[Opening GIVEN DATA section]

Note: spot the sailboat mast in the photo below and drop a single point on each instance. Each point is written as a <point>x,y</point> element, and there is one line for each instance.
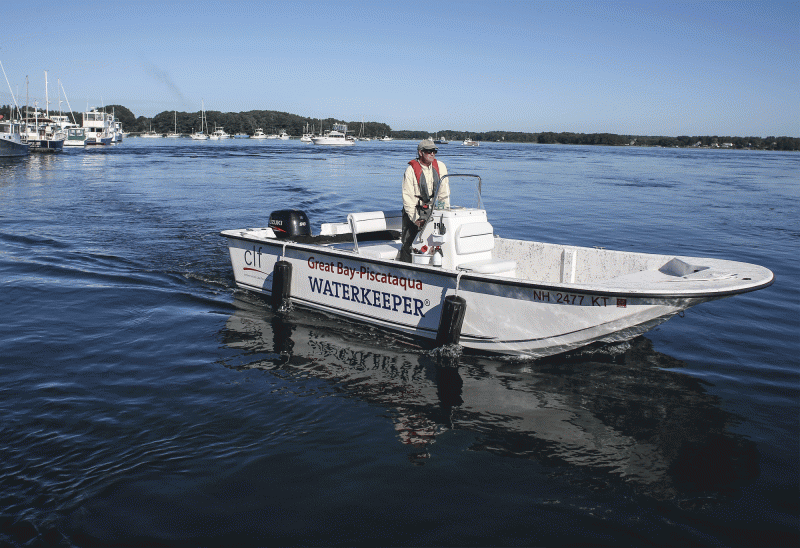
<point>46,98</point>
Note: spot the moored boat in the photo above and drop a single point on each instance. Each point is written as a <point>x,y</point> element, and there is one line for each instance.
<point>516,297</point>
<point>76,137</point>
<point>336,137</point>
<point>219,134</point>
<point>201,134</point>
<point>11,143</point>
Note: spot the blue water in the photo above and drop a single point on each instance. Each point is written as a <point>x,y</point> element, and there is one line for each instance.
<point>146,401</point>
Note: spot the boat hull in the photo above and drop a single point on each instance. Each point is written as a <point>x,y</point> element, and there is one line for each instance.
<point>46,145</point>
<point>503,315</point>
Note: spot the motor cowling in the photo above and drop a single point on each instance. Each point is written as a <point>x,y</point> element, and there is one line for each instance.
<point>289,223</point>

[Closing GIVEN DATA section]

# ABOUT THIS TASK
Reprint the data verbatim, pictures excluded.

# ANSWER SPACE
Note: spot the sailboat mast in the photo below and drop a single point on each instance. Each point is written as a <point>x,y</point> element, and there is one line for each instance.
<point>46,98</point>
Note: spot the moored boat in the photo above and drop a single point on each instance. Each point is written as a <point>x,y</point> element, and there is one line for each instance.
<point>516,297</point>
<point>76,137</point>
<point>336,137</point>
<point>219,134</point>
<point>201,134</point>
<point>11,143</point>
Note: spot the blue water in the photo above and drop a single point on each instance. Each point is written as a <point>x,y</point> element, and there is one line for each instance.
<point>146,401</point>
Note: spot the boat hull in the photo above and drop a single point on each instance. Each point is written as a <point>x,y</point> element, and there is one line for each instance.
<point>46,145</point>
<point>503,315</point>
Note: spot the motor cowling in the photo above and drop a single point on each instance. Each point is written as a <point>x,y</point> element, and there is one line for each instance.
<point>289,223</point>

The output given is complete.